BEGIN Selected excerpt
# Question: Tartaria date of disappearance from Maps?



## Will Scarlet (Jun 27, 2021)

Does anyone have a date for the disappearance of Greater and Lesser Tartaria from maps please?

Thanking you in anticipation.


----------



## freygeist (Jun 27, 2021)

It seems that around 1812, Grand Tartary is replaced by Russian Empire, but there is still the independent and chinese Tartary, (sometimes east and west tartary) and by ca 1860, chinese tartary is chinese empire, and the remaining Russian tartary (roughly the same area as independent tartary on some maps) disappears around 1880.


----------



## Will Scarlet (Jun 28, 2021)

@freygeist  Excellent, many thanks, you've saved me a lot of digging. If I could give you 10 points I would but it seems that 1 is the maximum.


----------



## Persister (Jul 3, 2021)

freygeist said:


> It seems that around 1812, Grand Tartary is replaced by Russian Empire, but there is still the independent and chinese Tartary, (sometimes east and west tartary) and by ca 1860, chinese tartary is chinese empire, and the remaining Russian tartary (roughly the same area as independent tartary on some maps) disappears around 1880.


Yes. 1812 was a very pivotal year for Grand Tartary. Napoleon, I believe, supported the Russians in their attack on the government of Tartary, in southern Russia, which cut off the head of Grand Tartary. At the same time, there was a supposed war with England. Could that have been the war of England and The Colonists, working together, to overturn the Tartarian government, which controlled North America? We can, with good research, know that England is STILL behind the CORPORATE government of THE UNITED STATES. We now function under Admiralty law, or Maritime law.


----------



## Gothly (Nov 1, 2021)

Persister said:


> Yes. 1812 was a very pivotal year for Grand Tartary. Napoleon, I believe, supported the Russians in their attack on the government of Tartary, in southern Russia, which cut off the head of Grand Tartary. At the same time, there was a supposed war with England. Could that have been the war of England and Theartaria Colonists, working together, to overturn the Tartarian government, which controlled North America? We can, with good research, know that England is STILL behind the CORPORATE government of THE UNITED STATES. We now function under Admiralty law, or Maritime law.
END Selected excerpt
BEGIN Extracted information
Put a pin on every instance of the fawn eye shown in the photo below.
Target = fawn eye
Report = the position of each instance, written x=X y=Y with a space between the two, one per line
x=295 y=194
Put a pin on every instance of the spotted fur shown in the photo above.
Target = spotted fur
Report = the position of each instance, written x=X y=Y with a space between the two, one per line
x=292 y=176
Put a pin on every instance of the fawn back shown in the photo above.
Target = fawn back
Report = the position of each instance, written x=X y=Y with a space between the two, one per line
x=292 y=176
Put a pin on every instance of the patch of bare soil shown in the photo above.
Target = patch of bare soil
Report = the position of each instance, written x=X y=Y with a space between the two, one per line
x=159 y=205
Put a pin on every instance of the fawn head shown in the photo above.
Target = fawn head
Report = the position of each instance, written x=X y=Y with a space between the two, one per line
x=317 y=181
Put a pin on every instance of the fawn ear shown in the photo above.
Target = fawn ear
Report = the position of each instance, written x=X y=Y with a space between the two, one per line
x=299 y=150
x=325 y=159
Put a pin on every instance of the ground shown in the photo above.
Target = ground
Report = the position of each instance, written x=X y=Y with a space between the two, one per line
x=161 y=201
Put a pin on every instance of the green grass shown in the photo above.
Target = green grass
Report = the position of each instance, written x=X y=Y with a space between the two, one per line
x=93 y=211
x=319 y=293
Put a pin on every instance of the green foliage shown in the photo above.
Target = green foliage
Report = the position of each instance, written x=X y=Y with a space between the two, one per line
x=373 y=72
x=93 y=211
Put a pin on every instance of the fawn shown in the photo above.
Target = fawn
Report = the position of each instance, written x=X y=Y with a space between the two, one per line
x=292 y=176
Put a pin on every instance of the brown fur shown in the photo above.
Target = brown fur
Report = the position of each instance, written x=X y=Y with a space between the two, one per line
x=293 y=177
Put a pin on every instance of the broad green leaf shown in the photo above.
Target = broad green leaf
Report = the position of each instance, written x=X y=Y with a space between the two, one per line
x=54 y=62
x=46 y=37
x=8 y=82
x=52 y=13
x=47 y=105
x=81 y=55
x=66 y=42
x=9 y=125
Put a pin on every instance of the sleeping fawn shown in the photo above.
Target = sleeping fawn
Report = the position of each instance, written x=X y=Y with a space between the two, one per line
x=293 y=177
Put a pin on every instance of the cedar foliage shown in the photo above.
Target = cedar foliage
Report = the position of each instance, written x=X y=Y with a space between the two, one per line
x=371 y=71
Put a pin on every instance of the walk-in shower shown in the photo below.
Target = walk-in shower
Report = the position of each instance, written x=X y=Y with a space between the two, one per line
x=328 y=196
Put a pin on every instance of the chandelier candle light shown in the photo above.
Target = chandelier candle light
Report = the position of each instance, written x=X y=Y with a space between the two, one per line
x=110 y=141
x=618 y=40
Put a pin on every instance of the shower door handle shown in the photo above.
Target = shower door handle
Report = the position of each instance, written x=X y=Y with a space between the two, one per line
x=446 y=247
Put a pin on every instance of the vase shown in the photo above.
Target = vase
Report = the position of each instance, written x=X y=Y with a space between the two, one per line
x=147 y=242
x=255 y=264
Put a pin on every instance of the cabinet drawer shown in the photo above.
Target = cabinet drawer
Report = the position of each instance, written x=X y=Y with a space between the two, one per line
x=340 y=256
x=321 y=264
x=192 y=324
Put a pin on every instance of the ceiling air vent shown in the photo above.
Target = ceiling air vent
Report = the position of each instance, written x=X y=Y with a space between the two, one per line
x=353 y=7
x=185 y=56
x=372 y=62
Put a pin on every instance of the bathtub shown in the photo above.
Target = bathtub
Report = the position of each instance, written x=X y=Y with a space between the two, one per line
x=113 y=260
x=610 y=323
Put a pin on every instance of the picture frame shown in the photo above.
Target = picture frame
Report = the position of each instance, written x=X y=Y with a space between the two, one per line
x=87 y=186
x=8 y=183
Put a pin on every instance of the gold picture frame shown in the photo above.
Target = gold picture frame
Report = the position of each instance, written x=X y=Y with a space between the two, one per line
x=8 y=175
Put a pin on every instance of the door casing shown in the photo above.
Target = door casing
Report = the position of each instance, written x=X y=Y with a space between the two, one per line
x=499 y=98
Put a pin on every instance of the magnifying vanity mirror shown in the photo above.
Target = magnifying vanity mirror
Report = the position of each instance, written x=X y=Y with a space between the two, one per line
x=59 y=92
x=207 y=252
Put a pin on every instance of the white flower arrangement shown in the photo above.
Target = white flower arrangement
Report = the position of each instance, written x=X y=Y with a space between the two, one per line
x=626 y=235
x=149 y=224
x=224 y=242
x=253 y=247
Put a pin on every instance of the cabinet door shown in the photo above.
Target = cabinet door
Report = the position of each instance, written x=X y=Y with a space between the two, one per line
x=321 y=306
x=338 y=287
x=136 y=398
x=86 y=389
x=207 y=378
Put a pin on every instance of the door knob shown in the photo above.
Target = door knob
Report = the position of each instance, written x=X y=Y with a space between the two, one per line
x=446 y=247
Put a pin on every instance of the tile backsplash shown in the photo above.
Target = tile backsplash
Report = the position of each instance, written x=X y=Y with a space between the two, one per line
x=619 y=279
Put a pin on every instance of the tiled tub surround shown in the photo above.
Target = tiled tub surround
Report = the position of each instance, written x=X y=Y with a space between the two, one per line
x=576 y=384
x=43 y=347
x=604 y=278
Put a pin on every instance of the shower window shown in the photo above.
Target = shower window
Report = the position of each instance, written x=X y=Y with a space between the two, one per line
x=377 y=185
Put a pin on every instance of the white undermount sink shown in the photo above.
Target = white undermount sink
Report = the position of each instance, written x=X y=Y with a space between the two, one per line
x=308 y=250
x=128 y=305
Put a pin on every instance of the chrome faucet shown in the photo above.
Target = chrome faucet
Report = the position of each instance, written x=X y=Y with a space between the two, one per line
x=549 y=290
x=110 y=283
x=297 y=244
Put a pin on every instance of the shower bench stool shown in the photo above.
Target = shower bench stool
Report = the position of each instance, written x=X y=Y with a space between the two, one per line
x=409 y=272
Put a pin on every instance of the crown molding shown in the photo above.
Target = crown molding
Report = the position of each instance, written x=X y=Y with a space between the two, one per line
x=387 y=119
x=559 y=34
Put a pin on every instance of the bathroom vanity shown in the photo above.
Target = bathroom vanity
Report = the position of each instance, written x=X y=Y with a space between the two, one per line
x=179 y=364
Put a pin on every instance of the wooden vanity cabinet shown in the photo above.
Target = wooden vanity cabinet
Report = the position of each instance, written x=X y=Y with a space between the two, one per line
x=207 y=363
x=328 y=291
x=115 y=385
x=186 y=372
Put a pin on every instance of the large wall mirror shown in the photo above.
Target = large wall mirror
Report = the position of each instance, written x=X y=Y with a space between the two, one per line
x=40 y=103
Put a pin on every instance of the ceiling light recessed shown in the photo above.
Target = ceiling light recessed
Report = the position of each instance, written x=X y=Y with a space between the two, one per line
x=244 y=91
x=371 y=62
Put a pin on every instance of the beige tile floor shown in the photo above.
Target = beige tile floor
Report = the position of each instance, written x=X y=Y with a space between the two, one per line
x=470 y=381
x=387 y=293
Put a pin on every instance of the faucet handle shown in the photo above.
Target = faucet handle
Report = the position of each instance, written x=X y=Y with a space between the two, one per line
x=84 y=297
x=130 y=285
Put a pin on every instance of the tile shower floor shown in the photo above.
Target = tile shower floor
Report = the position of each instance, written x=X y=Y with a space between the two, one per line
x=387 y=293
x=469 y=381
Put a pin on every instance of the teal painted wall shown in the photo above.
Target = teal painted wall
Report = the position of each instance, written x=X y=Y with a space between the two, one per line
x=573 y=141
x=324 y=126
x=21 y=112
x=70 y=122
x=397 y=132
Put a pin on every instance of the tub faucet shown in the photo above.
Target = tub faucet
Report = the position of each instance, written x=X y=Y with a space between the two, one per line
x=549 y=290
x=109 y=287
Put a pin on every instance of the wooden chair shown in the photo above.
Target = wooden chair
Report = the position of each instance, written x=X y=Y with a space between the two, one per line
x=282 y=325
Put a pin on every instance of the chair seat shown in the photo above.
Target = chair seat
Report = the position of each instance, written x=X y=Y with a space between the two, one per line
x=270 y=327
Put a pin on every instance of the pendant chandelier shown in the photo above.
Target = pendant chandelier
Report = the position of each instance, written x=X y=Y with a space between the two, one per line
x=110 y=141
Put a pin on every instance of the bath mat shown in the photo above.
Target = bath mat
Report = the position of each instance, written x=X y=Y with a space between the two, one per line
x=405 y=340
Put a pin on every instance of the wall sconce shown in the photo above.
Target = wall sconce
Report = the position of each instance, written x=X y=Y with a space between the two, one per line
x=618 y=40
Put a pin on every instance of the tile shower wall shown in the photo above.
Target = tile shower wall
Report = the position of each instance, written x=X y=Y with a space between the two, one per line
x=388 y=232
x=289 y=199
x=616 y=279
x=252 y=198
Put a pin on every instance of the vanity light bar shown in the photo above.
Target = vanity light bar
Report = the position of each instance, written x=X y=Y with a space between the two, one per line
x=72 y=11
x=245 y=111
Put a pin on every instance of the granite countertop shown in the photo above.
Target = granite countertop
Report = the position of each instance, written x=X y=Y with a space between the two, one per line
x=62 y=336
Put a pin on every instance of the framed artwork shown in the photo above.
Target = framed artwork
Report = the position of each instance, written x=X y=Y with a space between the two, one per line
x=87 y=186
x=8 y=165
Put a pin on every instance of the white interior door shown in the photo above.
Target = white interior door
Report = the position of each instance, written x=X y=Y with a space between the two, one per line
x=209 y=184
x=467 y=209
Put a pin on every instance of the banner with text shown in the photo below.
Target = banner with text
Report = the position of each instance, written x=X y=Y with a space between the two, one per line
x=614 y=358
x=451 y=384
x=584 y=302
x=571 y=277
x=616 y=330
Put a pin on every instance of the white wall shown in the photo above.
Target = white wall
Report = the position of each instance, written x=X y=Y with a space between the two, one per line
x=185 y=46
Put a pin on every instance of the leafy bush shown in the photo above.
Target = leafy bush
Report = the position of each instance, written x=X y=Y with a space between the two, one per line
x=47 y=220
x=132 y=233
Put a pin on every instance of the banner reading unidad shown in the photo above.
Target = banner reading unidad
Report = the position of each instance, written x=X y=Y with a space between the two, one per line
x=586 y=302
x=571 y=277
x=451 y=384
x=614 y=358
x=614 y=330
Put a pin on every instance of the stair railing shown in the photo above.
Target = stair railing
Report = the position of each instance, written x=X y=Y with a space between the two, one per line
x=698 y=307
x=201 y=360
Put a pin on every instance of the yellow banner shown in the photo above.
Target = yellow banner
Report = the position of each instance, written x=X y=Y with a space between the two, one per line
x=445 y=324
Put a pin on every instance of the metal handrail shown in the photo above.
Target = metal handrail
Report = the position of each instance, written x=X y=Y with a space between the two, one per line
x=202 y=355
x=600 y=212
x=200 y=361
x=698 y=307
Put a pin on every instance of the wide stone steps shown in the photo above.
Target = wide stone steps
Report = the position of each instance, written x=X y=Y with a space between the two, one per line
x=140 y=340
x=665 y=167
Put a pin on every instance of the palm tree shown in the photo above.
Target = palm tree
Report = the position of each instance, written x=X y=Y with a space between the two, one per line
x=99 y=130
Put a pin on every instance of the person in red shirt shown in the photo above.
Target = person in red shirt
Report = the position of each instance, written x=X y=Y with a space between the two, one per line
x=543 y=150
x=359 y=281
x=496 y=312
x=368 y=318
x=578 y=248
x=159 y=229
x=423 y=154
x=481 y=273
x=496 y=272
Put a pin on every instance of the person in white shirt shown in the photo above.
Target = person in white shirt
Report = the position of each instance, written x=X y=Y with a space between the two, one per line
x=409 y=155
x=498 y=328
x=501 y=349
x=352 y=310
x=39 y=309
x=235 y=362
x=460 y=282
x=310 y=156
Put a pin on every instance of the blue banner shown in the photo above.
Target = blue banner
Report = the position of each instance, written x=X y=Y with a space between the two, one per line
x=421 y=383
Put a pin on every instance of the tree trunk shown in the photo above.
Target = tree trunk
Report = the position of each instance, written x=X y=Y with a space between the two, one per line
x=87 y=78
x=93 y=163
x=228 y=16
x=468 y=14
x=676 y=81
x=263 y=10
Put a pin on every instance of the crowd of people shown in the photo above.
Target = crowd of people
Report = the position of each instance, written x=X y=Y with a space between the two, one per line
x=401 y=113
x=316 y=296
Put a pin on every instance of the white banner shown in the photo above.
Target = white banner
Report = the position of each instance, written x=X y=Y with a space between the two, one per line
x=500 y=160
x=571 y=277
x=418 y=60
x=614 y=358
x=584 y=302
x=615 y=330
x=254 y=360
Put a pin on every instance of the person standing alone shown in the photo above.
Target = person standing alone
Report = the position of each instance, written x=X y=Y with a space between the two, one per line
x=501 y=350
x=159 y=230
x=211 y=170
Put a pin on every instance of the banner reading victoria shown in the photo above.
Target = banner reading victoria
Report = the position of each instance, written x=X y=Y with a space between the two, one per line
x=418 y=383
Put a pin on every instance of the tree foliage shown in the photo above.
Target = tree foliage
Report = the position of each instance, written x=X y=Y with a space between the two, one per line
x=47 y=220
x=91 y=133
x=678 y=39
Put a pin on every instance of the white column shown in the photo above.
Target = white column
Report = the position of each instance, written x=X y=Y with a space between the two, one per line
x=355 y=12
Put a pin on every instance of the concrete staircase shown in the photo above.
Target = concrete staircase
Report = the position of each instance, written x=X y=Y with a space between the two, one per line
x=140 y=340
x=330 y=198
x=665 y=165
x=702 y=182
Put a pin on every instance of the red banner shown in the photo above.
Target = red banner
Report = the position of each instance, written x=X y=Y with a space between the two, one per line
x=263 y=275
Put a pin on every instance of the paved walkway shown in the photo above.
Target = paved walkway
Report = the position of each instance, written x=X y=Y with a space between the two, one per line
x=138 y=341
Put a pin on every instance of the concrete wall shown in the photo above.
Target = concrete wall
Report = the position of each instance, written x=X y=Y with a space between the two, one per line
END Extracted information
Your task:
Reproduce the forum thread on Tartaria's disappearance from maps from "## freygeist (Jun" to "is the maximum.".

Exercise answer:
## freygeist (Jun 27, 2021)

It seems that around 1812, Grand Tartary is replaced by Russian Empire, but there is still the independent and chinese Tartary, (sometimes east and west tartary) and by ca 1860, chinese tartary is chinese empire, and the remaining Russian tartary (roughly the same area as independent tartary on some maps) disappears around 1880.


----------



## Will Scarlet (Jun 28, 2021)

@freygeist  Excellent, many thanks, you've saved me a lot of digging. If I could give you 10 points I would but it seems that 1 is the maximum.